--- RAW DATA ---
## start

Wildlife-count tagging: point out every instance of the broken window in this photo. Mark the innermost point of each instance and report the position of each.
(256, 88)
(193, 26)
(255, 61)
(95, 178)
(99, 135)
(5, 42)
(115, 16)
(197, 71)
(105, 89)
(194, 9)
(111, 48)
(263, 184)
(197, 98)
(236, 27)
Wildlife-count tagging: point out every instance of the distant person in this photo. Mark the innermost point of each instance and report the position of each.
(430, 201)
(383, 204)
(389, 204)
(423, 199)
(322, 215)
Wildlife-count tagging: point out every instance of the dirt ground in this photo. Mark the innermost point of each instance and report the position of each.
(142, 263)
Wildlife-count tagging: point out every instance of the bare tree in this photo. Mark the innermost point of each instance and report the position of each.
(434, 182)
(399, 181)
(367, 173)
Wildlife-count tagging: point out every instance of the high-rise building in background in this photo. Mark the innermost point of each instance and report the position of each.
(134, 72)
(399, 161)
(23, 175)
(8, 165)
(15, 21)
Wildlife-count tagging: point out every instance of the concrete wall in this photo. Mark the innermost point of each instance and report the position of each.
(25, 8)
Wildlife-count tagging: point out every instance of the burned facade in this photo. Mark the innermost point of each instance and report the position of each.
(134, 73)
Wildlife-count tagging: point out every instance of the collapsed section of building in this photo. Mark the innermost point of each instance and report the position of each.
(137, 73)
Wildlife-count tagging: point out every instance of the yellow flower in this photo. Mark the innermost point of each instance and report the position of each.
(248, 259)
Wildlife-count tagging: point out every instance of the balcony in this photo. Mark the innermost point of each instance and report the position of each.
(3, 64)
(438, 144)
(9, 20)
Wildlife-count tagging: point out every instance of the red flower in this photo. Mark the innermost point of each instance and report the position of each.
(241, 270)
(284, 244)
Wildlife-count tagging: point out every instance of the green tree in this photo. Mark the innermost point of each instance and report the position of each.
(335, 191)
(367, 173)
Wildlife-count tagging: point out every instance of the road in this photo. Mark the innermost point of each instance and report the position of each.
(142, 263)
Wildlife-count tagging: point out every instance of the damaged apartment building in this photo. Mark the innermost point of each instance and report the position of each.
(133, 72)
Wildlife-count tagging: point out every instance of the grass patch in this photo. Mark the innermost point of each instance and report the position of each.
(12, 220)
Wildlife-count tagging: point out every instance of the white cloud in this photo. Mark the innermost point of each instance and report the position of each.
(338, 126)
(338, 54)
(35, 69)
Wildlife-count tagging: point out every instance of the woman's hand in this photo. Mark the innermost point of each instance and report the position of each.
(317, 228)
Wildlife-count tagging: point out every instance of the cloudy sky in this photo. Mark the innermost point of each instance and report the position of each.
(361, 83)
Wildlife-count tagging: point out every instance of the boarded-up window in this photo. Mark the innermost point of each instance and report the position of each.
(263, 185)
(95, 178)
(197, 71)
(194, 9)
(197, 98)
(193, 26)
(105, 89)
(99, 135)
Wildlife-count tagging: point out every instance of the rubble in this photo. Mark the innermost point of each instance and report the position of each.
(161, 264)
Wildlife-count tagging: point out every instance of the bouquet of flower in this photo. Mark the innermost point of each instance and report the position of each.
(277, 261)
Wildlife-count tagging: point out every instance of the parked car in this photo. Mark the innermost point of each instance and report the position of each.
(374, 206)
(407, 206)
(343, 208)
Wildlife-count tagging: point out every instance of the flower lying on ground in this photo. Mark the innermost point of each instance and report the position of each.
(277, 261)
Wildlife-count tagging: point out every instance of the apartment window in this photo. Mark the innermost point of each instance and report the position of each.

## end

--- TASK TO COMPLETE ---
Revise the rows above by replacing "Wildlife-count tagging" with "Object-count tagging" wherever it occurs. Leave everything else unchanged.

--- FINISHED TASK ---
Object-count tagging: point out every instance of the broken window in this photo. Mark the innermost point of each instance and report the position of each.
(256, 88)
(193, 26)
(255, 61)
(95, 178)
(99, 135)
(5, 42)
(115, 16)
(197, 71)
(105, 89)
(194, 9)
(111, 48)
(263, 184)
(197, 98)
(236, 27)
Object-count tagging: point out every instance of the distant person in this photo. Mark the innermost point of each instance and report the position of each.
(430, 201)
(383, 204)
(389, 204)
(423, 199)
(322, 215)
Object-count tagging: point out every instance of the dirt ground in this photo. Mark the innermost point of each instance and report the position of each.
(142, 263)
Object-count tagging: point out every instance of the bare tree in this photo. Mark the innermost point of each instance and report the position of each.
(434, 182)
(399, 181)
(367, 173)
Object-count tagging: point out every instance of the high-rise building in background in this photo. Mark the innermost point of each instance and report the position of each.
(134, 72)
(399, 161)
(23, 175)
(8, 165)
(15, 21)
Object-count tagging: point out every instance of the concrete wall in this photo. Mark the innermost point of each instance and report the position of each.
(25, 8)
Object-count tagging: point out every instance of the burned facade in this photo. Mark the innermost point of each instance and report the position of each.
(134, 73)
Object-count tagging: point out every instance of the collapsed section of building in this photo. Mark the innermost point of each instance and report the position of each.
(137, 73)
Object-count tagging: point out every instance of the yellow flower in this photo. Mark the innermost point of each instance and report the position of each.
(248, 259)
Object-count tagging: point out every instance of the balcony in this photo. Mark the innermost point of each instance and report the position of each.
(3, 64)
(438, 144)
(9, 20)
Object-count tagging: point out every instance of the red flower in this photo. Mark the innermost point of each instance and report the position of each.
(241, 270)
(284, 244)
Object-count tagging: point out every instance of the green tree in this photo. Mark the innermost point of each instance and report the position of each.
(335, 191)
(367, 173)
Object-count tagging: point out every instance of the road in this photo. Mark the innermost point of each instance and report the position of each.
(142, 263)
Object-count tagging: point out every instance of the damaged apartment building in this photo. Mark the innermost point of each instance and report the position of each.
(133, 72)
Object-count tagging: point out every instance of the grass patch in this photo. Mark the innermost point of each instance and report the position of each.
(12, 220)
Object-count tagging: point out every instance of the white cloud in this photo. Mark the innermost point of each instance and report the position of each.
(338, 126)
(338, 54)
(35, 69)
Object-count tagging: point out every instance of the woman's hand in this photo. Mark the innermost point of each instance and report the position of each.
(317, 228)
Object-count tagging: point out every instance of the cloudy sky in this photo. Mark the innermost point of each instance and report the position of each.
(361, 83)
Object-count tagging: point out every instance of the boarded-up window in this photo. Mark the innermost point of each instance and report the position of each.
(263, 185)
(95, 178)
(197, 71)
(194, 9)
(197, 98)
(193, 26)
(105, 89)
(99, 135)
Object-count tagging: point out every instance of the rubble in this photo. Mark the innermost point of each instance and report the position of each.
(161, 264)
Object-count tagging: point out every instance of the bouquet of flower in this photo. Mark the innermost point of each instance and report the position of each.
(277, 261)
Object-count tagging: point out every instance of the parked car in this photo. Mark the innermost point of each instance and report the position of each.
(374, 206)
(407, 206)
(343, 208)
Object-count tagging: point out every instance of the flower lying on ground in this photo. Mark the innermost point of each instance and report the position of each.
(277, 261)
Object-count tagging: point out every instance of the apartment window in this photo. Mark the innermost point of each instance and report the position of each.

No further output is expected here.